These and related objects may be attained with the fixture and
system herein disclosed. A system for handling an oriented and
aligned array of objects in accordance with the invention includes
means for releasably holding the objects in their oriented and
aligned positions. In cooperative relationship with the holding
means is a means for moving the objects individually in a
unidirectional manner from their oriented and aligned positions.
Means is provided for positioning a receiving member to receive an
object from the moving means. Means engages the moving means to
cause it to move an object from its oriented and aligned array
position to the receiving member. In a system adapted to handle an
array of semiconductor chips, the system preferably further
includes a means for precision alignment of a semiconductor wafer
containing an array of semiconductor devices for dicing. Means is
further provided for dicing the wafer into chips without
substantially disturbing the orientation and alignment of the
semiconductor devices on the chips.
For use with semiconductor device or integrated circuit chips, a
fixture may be incorporated in the system which includes a housing
forming an enclosed chamber. A top surface of the housing is
adapted to receive a wafer containing a plurality of semiconductor
device or integrated circuit chips. The surface has at least one
chip vacuum clamping passageway for each chip passing through the
top surface to the enclosed chamber for holding each chip in its
array position. Means is provided for connecting a source of vacuum
to the enclosed chamber. A chip placement access passageway passes
through the top surface for each chip in the wafer. A chip
placement tube capable of reciprocal motion normal to the plane of
the top surface through the chip placement access passageway for
each chip is provided. Means connects a source of vacuum to the
chip placement tube in order to allow it to engage a chip diced
from the wafer and provide it for chip placement on a substrate
without disturbing the orientation and alignment of the chip.
For use with semiconductor device or inetegrated cicuit chips, the
system may include a testing means for the chips, capable of
determining whether a chip is suitable for placement on a
substrate. A memory means is connected to the testing means and the
chip placement tube moving means. This allows locations on the
substrate at which a chip is to be bonded to be positioned and the
chip placement tube to be moved only to chips determined to be
qualified for placement on the substrate. An even more advantageous
system includes a second testing means for the chips after they
have been placed on the substrate, the second testing means also
being connected to the memory means. In the case of substrates
carrying a substantial number of chips, a rework means may also be
connected to the memory means for removing defective chips on the
substrate and replacing them with another chip.

§ Supplied information
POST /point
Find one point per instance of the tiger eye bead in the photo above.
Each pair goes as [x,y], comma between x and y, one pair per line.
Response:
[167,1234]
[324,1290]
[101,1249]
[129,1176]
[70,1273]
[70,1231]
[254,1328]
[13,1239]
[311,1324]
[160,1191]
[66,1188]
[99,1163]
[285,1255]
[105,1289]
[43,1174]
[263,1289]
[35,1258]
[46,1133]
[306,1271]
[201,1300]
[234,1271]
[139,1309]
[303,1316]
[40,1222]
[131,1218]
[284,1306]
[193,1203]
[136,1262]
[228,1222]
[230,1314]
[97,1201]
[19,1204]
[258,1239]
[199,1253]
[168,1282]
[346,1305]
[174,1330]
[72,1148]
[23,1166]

§ Short task 1
For each statement, marked (a), (b), and (c), say whether it agrees with the chip-handling description. Answer yes or no and quote the deciding words of the description.
(a) The top surface of the housing is adapted to receive a wafer.
(b) The chip placement tube moves parallel to the plane of the top surface.
(c) The second testing means is connected to the memory means.
§ Short task 2
Reproduce the part of the chip-handling description starting with "For use with semiconductor device or inetegrated" and going on through "with another chip.".

§ Written reply 1
(a) Yes: "A top surface of the housing is adapted to receive a wafer containing a plurality of semiconductor device or integrated circuit chips."
(b) No: "capable of reciprocal motion normal to the plane of the top surface"
(c) Yes: "the second testing means also being connected to the memory means"

§ Written reply 2
For use with semiconductor device or inetegrated cicuit chips, the
system may include a testing means for the chips, capable of
determining whether a chip is suitable for placement on a
substrate. A memory means is connected to the testing means and the
chip placement tube moving means. This allows locations on the
substrate at which a chip is to be bonded to be positioned and the
chip placement tube to be moved only to chips determined to be
qualified for placement on the substrate. An even more advantageous
system includes a second testing means for the chips after they
have been placed on the substrate, the second testing means also
being connected to the memory means. In the case of substrates
carrying a substantial number of chips, a rework means may also be
connected to the memory means for removing defective chips on the
substrate and replacing them with another chip.